● **LISTED RECORDS**:
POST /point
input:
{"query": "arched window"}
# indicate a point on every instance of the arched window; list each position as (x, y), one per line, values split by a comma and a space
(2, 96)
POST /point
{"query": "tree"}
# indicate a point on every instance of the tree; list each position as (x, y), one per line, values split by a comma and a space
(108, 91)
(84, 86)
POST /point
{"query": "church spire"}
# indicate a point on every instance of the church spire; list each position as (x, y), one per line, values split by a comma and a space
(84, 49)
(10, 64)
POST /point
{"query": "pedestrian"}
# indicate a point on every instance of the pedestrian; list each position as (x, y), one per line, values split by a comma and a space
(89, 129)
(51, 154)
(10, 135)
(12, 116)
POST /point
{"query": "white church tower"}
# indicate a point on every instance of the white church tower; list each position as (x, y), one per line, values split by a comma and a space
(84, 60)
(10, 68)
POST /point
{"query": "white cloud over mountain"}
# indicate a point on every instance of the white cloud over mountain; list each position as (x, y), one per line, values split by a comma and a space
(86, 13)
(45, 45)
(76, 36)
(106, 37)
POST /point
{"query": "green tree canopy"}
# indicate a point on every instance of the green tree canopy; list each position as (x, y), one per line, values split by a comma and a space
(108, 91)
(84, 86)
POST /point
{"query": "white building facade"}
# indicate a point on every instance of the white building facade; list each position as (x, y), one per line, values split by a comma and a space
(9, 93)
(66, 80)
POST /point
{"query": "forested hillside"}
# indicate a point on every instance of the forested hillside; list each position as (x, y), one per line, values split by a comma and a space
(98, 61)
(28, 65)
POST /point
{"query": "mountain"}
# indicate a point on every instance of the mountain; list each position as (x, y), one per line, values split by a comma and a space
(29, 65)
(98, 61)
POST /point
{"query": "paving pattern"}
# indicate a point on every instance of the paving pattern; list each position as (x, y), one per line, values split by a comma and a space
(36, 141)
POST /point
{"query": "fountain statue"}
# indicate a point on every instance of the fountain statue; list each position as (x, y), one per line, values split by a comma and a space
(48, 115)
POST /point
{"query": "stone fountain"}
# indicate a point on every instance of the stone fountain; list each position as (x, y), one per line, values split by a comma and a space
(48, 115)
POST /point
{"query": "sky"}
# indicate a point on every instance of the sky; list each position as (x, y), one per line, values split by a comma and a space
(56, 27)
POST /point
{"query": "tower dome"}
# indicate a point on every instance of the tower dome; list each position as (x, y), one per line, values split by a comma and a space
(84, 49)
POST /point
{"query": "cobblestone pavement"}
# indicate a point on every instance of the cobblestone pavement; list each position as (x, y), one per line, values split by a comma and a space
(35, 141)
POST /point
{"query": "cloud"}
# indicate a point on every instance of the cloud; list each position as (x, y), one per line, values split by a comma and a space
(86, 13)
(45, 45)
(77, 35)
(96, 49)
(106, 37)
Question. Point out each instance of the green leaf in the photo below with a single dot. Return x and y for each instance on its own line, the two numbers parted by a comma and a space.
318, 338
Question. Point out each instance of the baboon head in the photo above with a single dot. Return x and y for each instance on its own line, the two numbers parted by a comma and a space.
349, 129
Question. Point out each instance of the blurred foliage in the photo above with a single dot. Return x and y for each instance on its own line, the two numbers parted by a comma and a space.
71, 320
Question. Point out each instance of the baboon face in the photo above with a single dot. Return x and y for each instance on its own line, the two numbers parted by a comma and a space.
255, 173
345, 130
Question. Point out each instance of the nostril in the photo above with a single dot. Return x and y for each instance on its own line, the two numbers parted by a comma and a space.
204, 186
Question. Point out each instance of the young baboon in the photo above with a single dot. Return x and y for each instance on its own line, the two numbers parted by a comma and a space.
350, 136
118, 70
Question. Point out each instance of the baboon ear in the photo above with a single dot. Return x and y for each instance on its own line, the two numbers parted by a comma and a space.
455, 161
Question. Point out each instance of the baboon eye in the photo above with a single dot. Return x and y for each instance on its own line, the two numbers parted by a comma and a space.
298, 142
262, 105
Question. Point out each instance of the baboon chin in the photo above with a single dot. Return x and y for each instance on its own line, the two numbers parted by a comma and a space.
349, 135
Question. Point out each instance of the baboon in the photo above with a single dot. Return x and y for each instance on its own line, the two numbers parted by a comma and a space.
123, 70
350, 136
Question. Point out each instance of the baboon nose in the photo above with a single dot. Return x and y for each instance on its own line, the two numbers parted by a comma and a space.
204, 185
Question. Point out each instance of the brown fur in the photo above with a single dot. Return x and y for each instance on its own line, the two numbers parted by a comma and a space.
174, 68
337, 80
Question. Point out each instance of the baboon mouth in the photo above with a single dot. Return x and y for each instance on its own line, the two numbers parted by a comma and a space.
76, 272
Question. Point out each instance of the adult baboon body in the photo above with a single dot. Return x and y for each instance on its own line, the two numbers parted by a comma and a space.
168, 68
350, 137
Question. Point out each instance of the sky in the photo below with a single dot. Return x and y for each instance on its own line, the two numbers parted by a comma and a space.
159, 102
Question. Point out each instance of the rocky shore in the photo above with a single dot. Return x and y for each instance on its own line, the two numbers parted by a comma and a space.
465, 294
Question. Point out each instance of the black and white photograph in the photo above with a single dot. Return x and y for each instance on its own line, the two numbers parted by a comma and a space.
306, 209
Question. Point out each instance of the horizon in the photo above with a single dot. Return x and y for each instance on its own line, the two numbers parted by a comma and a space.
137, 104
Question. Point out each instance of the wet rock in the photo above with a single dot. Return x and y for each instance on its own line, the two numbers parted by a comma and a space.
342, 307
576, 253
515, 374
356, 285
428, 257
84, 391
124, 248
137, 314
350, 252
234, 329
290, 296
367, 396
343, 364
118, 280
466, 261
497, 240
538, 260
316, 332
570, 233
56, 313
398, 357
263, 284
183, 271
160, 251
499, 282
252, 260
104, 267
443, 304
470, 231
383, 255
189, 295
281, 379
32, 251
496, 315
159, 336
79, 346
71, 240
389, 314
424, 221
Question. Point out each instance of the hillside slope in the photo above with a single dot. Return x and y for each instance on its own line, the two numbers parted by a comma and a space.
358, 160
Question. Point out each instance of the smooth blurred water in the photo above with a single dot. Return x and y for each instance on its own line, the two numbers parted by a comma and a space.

● **REQUIREMENTS**: Nothing in the data may differ; print all of it exactly as written.

● **OUTPUT OF THE TASK**:
POST /point
input:
{"query": "arched window"}
# indicate a point on every instance of the arched window; list each position as (x, y), one per line, values split by a comma and a space
(2, 96)
POST /point
{"query": "tree"}
# indicate a point on every instance of the tree; list each position as (x, y), one per line, values split by a comma and a space
(108, 91)
(84, 86)
POST /point
{"query": "church spire"}
# indicate a point on every instance of the church spire; list each position as (x, y), one per line, values split by a comma and a space
(84, 49)
(10, 64)
POST /point
{"query": "pedestrian"}
# indicate a point on every instance of the pedestrian; list each position as (x, y), one per line, values split by a comma and a space
(89, 129)
(51, 154)
(10, 135)
(12, 116)
POST /point
{"query": "white church tower"}
# indicate a point on every instance of the white church tower; list each position as (x, y), one per line, values split by a comma and a space
(84, 60)
(10, 68)
POST /point
{"query": "white cloud over mountain"}
# indicate a point on every instance of the white cloud over mountain; list each position as (x, y), one per line, values split by a comma and a space
(86, 13)
(45, 45)
(76, 36)
(106, 37)
POST /point
{"query": "green tree canopy"}
# indicate a point on every instance of the green tree canopy; list each position as (x, y), one per line, values split by a comma and a space
(108, 91)
(84, 86)
POST /point
{"query": "white building facade"}
# indicate a point on every instance of the white building facade; list each position as (x, y), one per line, values split by a comma and a space
(9, 93)
(66, 80)
POST /point
{"query": "forested hillside"}
# indicate a point on every instance of the forested hillside; list each position as (x, y), one per line, values split by a comma and a space
(98, 61)
(28, 65)
POST /point
{"query": "mountain"}
# indicate a point on every instance of the mountain; list each position as (x, y), one per line, values split by a comma and a space
(29, 65)
(98, 61)
POST /point
{"query": "paving pattern"}
# indicate a point on every instance of the paving pattern; list each position as (x, y), one per line, values split by a comma and a space
(36, 141)
POST /point
{"query": "fountain statue"}
# indicate a point on every instance of the fountain statue; list each position as (x, y), one per line, values split by a comma and a space
(48, 115)
POST /point
{"query": "stone fountain"}
# indicate a point on every instance of the stone fountain; list each position as (x, y), one per line, values split by a comma and a space
(48, 115)
POST /point
{"query": "sky"}
# indicate a point on every instance of the sky; list each position as (x, y), one per line, values split by a comma and a space
(56, 27)
POST /point
{"query": "tower dome"}
# indicate a point on every instance of the tower dome; list each position as (x, y), one per line, values split by a comma and a space
(84, 49)
POST /point
{"query": "cobblestone pavement"}
# indicate a point on every instance of the cobblestone pavement; list each position as (x, y), one per line, values split by a comma and a space
(35, 141)
POST /point
{"query": "cloud"}
# indicate a point on every instance of the cloud; list each position as (x, y), one per line, values split by a comma and a space
(86, 13)
(45, 45)
(77, 35)
(96, 49)
(106, 37)
Question. Point out each instance of the green leaf in the photo below with a single dot. Return x and y for each instance on its own line, the two numbers parted by a comma and a space.
318, 338
Question. Point out each instance of the baboon head in the photo above with a single dot. Return x and y for each instance on its own line, the two numbers parted by a comma and a space.
349, 129
Question. Point out each instance of the blurred foliage in the photo above with a single dot. Return x and y for each instance on its own line, the two numbers parted by a comma and a space.
71, 320
Question. Point out each instance of the baboon face in the photo above with a single dot. Return x and y for each instance on its own line, the two numbers parted by a comma and a space.
255, 173
345, 130
Question. Point out each instance of the nostril in the photo above with a single dot. Return x and y for each instance on its own line, the two numbers parted by a comma and a space.
204, 186
Question. Point out each instance of the young baboon in the photo above with a single dot. Return x and y for each instance on its own line, the two numbers parted by a comma and a space.
350, 136
118, 70
Question. Point out each instance of the baboon ear in the photo above with a single dot. Return x and y for each instance on its own line, the two numbers parted by a comma and a space.
455, 161
Question. Point out each instance of the baboon eye in the photo above with a single dot. Return x and y for each instance on its own line, the two numbers parted by a comma and a space.
298, 142
262, 105
Question. Point out each instance of the baboon chin in the photo above with a single dot. Return x and y for each instance on its own line, the two numbers parted by a comma and a space.
349, 135
Question. Point out each instance of the baboon in the photo above with a single dot. Return x and y for each instance on its own line, the two numbers parted by a comma and a space.
123, 70
350, 136
Question. Point out each instance of the baboon nose in the photo above with a single dot. Return x and y for each instance on its own line, the two numbers parted by a comma and a space.
204, 185
Question. Point out each instance of the brown fur in the photo above with a single dot. Return x and y for each instance on its own line, the two numbers parted by a comma and a space.
174, 68
337, 80
Question. Point out each instance of the baboon mouth in the photo above with a single dot. Return x and y for each instance on its own line, the two numbers parted by a comma and a space.
76, 272
Question. Point out each instance of the adult baboon body in the photo above with a single dot. Return x and y for each instance on its own line, the two numbers parted by a comma and a space.
168, 68
350, 137
Question. Point out each instance of the sky in the photo below with a single dot. Return x and y for each instance on its own line, the two numbers parted by a comma and a space.
159, 102
Question. Point out each instance of the rocky shore in the photo above with a single dot. Return x and y for each instance on its own line, the two numbers parted by a comma and a space.
465, 294
Question. Point out each instance of the black and white photograph in the photo above with a single dot. Return x and y for each instance on its own line, the two numbers parted by a comma and a space.
306, 209
Question. Point out each instance of the horizon in the photo above with a single dot. Return x and y for each instance on its own line, the two numbers parted by a comma and a space.
137, 104
Question. Point out each instance of the wet rock in the photo above with a single dot. Return x and y for each instance on its own line, the two numbers parted by a comma and a space.
342, 307
576, 253
515, 374
356, 285
428, 257
84, 391
124, 248
137, 314
350, 252
234, 329
290, 296
367, 396
343, 364
118, 280
466, 261
497, 240
538, 260
316, 332
570, 233
56, 313
398, 357
263, 284
183, 271
160, 251
499, 282
252, 260
104, 267
443, 304
470, 231
383, 255
189, 295
281, 379
32, 251
496, 315
159, 336
79, 346
71, 240
389, 314
424, 221
Question. Point out each instance of the hillside slope in the photo above with a single dot. Return x and y for each instance on its own line, the two numbers parted by a comma and a space.
358, 160
Question. Point out each instance of the smooth blurred water in the photo above with a single dot. Return x and y for each instance on its own line, the two numbers parted by a comma and a space.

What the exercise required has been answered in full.